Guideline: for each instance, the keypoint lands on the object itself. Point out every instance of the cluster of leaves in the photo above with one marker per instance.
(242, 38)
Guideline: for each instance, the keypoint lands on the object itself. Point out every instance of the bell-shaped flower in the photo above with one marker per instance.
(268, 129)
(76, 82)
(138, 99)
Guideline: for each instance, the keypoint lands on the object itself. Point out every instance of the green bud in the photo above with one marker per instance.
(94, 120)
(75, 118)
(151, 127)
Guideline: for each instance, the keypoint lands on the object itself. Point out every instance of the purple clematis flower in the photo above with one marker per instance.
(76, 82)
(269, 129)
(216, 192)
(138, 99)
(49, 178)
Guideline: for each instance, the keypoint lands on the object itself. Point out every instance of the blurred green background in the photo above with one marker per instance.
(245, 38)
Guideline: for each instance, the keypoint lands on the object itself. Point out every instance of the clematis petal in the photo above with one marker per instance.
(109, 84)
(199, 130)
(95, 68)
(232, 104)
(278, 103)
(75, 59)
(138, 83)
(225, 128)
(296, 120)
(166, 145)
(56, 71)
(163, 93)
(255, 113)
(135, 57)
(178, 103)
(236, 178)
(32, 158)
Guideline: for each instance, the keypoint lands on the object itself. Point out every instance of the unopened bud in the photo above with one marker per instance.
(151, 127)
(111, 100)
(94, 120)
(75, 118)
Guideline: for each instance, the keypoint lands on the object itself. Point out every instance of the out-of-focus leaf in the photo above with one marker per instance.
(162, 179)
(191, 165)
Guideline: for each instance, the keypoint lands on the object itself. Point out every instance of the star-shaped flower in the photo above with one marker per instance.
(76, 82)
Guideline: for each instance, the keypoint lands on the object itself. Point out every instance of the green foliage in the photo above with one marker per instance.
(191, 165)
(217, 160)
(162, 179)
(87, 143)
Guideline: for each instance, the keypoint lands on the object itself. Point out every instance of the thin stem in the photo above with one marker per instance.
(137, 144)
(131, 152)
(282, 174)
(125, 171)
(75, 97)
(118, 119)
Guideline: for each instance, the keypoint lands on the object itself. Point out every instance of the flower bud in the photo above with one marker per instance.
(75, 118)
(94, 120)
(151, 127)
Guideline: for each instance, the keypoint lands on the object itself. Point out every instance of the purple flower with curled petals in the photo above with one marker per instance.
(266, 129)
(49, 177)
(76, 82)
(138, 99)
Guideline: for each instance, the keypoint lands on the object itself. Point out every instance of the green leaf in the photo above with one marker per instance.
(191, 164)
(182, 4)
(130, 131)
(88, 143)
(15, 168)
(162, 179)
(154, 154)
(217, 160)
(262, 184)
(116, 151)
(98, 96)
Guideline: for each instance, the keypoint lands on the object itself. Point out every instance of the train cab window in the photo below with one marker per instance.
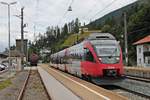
(88, 56)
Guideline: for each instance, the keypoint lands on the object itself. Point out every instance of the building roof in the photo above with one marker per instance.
(144, 40)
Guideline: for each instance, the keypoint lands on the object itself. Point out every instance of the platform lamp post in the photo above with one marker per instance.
(8, 4)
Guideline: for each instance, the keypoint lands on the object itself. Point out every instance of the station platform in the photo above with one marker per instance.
(56, 90)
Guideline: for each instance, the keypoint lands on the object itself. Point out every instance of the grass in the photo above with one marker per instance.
(5, 84)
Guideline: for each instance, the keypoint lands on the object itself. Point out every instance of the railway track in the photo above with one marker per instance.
(30, 90)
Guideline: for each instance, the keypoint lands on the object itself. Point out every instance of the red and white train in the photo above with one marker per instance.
(98, 58)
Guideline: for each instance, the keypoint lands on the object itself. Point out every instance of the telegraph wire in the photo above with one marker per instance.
(107, 6)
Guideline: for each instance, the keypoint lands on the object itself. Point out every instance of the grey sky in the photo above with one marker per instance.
(43, 13)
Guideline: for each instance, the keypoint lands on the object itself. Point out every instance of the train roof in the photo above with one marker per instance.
(101, 36)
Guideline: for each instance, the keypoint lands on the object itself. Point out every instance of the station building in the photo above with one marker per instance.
(143, 52)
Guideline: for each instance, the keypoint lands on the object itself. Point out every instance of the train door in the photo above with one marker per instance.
(88, 64)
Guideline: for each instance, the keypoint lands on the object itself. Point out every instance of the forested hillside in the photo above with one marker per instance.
(138, 24)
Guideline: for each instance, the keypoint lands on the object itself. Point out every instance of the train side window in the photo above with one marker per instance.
(88, 56)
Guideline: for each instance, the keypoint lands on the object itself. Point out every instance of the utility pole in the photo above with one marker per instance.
(126, 38)
(22, 39)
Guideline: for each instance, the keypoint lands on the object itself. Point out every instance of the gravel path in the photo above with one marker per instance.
━━━━
* [Do this]
Give every line of the listing above as a numbered list, skipping blank lines and leaving the pictures out.

* [Solved exercise]
1. Guideline: for each instance, the keypoint lands on the object itself. Point out every instance of the cluster of leaves in the photo above with one marker per instance.
2. (242, 38)
3. Guideline: for each instance, the keypoint lands on the object itself. Point out every instance of the bell-shaped flower in the photo above with one marker per instance.
4. (268, 129)
5. (76, 82)
6. (138, 99)
7. Guideline: for each instance, the keypoint lands on the object itself. Point out every instance of the green bud in the photo above with one marker per instance.
8. (94, 120)
9. (75, 118)
10. (151, 127)
11. Guideline: for each instance, the keypoint lands on the object itself. Point out every instance of the purple clematis flower in the photo above with one marker per instance.
12. (76, 82)
13. (269, 129)
14. (216, 192)
15. (138, 99)
16. (49, 178)
17. Guideline: for each instance, the keypoint lands on the object itself. Point out every instance of the blurred green background in the photo above with one marker per instance.
18. (245, 38)
19. Guideline: for each instance, the keypoint lands on the object itself. Point out every instance of the clematis petal in the photo above with one marker per instance.
20. (109, 84)
21. (199, 130)
22. (95, 68)
23. (232, 104)
24. (278, 103)
25. (75, 59)
26. (138, 83)
27. (225, 128)
28. (296, 120)
29. (166, 145)
30. (56, 71)
31. (163, 93)
32. (255, 113)
33. (135, 57)
34. (178, 103)
35. (236, 178)
36. (32, 158)
37. Guideline: for each instance, the keypoint lands on the object itself. Point out every instance of the unopened bud in the photo above with one marker per instance.
38. (151, 127)
39. (111, 100)
40. (94, 120)
41. (75, 118)
42. Guideline: for each instance, the keypoint lands on the object itself. Point out every instance of the out-of-focus leaf in the photo above with one marker per instance.
43. (162, 179)
44. (191, 165)
45. Guideline: for each instance, the keypoint lands on the object itself. Point out every instance of the star-shaped flower in the photo above with one marker per instance.
46. (76, 82)
47. Guideline: for each instance, the keypoint lands on the object itself. Point out every instance of the green foliage in the photo above with one marker per instance.
48. (191, 165)
49. (217, 160)
50. (162, 179)
51. (87, 143)
52. Guideline: for each instance, the keypoint lands on the object itself. Point out every instance of the thin stem in the photo above with one marker per instance.
53. (137, 144)
54. (131, 152)
55. (282, 174)
56. (125, 171)
57. (75, 97)
58. (118, 119)
59. Guideline: for each instance, the keypoint lands on the object itself. Point out every instance of the flower bud in the photo above with one marker per instance.
60. (75, 118)
61. (94, 120)
62. (151, 127)
63. Guideline: for each instance, the keypoint lands on the object itself. Point out every instance of the purple flower with curled petals in the photo above with one marker per instance.
64. (266, 129)
65. (49, 177)
66. (76, 82)
67. (138, 99)
68. Guideline: for each instance, the keypoint lands on the object itself. Point out every instance of the green leaf in the photo above with one marker per instance.
69. (191, 164)
70. (182, 4)
71. (130, 131)
72. (88, 143)
73. (15, 168)
74. (162, 179)
75. (154, 154)
76. (217, 160)
77. (262, 184)
78. (116, 151)
79. (98, 96)
80. Guideline: for each instance, the keypoint lands on the object itself. Point out every instance of the train cab window in the photo below with one marker per instance.
81. (88, 56)
82. Guideline: for each instance, the keypoint lands on the object itself. Point out every instance of the building roof in the photo above with one marker per instance.
83. (144, 40)
84. Guideline: for each instance, the keypoint lands on the object itself. Point out every instance of the platform lamp post in the photo above with one marker per instance.
85. (8, 4)
86. Guideline: for each instance, the keypoint lands on the object itself. Point out every instance of the station platform in the photo above with one marker per instance.
87. (56, 90)
88. Guideline: for each instance, the keypoint lands on the object itself. Point out every instance of the grass in the photo above with one marker per instance.
89. (5, 84)
90. Guideline: for each instance, the keypoint lands on the object itself. Point out every instance of the railway track in the photo above with one marker per instance.
91. (30, 90)
92. Guideline: for each instance, the keypoint lands on the object itself. Point out every instance of the red and white train in the photo above with one marker per instance.
93. (98, 58)
94. Guideline: for each instance, the keypoint lands on the object itself. Point out every instance of the telegraph wire in the photo above with one marker per instance.
95. (107, 6)
96. Guideline: for each instance, the keypoint lands on the object itself. Point out every instance of the grey sky in the photo above with one marker per instance.
97. (43, 13)
98. Guideline: for each instance, the keypoint lands on the object itself. Point out every instance of the train roof in the photo above with one marker per instance.
99. (101, 36)
100. Guideline: for each instance, the keypoint lands on the object itself. Point out every instance of the station building in the photo above with one marker per instance.
101. (143, 52)
102. Guideline: for each instance, the keypoint lands on the object itself. Point out every instance of the train door in the photo above with one marker per instance.
103. (88, 64)
104. Guideline: for each instance, the keypoint lands on the object itself. Point out every instance of the forested hillside in the photo above with one marker per instance.
105. (138, 24)
106. Guideline: for each instance, the keypoint lands on the object itself. Point out every instance of the train side window in the photo above with one marker per instance.
107. (88, 56)
108. Guideline: for each instance, the keypoint lands on the object itself. Point out every instance of the utility pole in the photo above with one marker per instance.
109. (126, 38)
110. (22, 39)
111. Guideline: for each instance, the keypoint lands on the object itself. Point out every instance of the gravel path in the photo above with one marker per instance.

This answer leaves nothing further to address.